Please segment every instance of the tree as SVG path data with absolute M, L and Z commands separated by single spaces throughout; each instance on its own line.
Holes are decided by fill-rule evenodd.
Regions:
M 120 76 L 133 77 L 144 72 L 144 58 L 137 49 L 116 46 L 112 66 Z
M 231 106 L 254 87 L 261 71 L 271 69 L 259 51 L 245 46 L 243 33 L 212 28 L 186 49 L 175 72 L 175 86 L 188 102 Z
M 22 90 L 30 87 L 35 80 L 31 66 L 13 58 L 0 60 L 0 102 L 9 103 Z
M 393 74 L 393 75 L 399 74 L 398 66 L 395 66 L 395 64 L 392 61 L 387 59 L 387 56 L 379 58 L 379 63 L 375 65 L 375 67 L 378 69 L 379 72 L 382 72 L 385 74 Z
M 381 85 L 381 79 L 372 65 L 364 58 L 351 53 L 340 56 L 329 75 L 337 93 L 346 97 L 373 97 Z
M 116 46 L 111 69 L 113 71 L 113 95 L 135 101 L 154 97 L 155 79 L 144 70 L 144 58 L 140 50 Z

________________

Lay out every line of the rows above as a Markdown table with the columns No. and Line. Give each line its number and leave out blank lines.

*Final result*.
| No. | Line |
|---|---|
| 1 | Please segment every instance of the tree as SVG path data with absolute M, L and Z commands separated by single spaces throughout; each instance on its own line. |
| 2 | Holes are decided by fill-rule evenodd. |
| 3 | Regions: |
| 4 | M 120 76 L 133 77 L 144 72 L 144 58 L 137 49 L 116 46 L 112 66 Z |
| 5 | M 231 106 L 254 87 L 261 71 L 271 69 L 259 51 L 245 46 L 243 33 L 212 28 L 186 49 L 175 72 L 175 86 L 188 102 Z |
| 6 | M 22 90 L 30 87 L 35 80 L 31 66 L 13 58 L 0 60 L 0 102 L 9 103 Z |
| 7 | M 393 74 L 393 75 L 399 74 L 398 66 L 395 66 L 395 64 L 392 61 L 387 59 L 387 56 L 379 58 L 379 63 L 375 65 L 375 67 L 378 69 L 379 72 L 382 72 L 385 74 Z |
| 8 | M 381 85 L 381 79 L 372 65 L 364 58 L 351 53 L 340 56 L 329 75 L 337 93 L 346 97 L 373 97 Z |
| 9 | M 116 46 L 111 69 L 113 71 L 113 95 L 135 101 L 154 97 L 155 79 L 144 70 L 144 58 L 140 50 Z |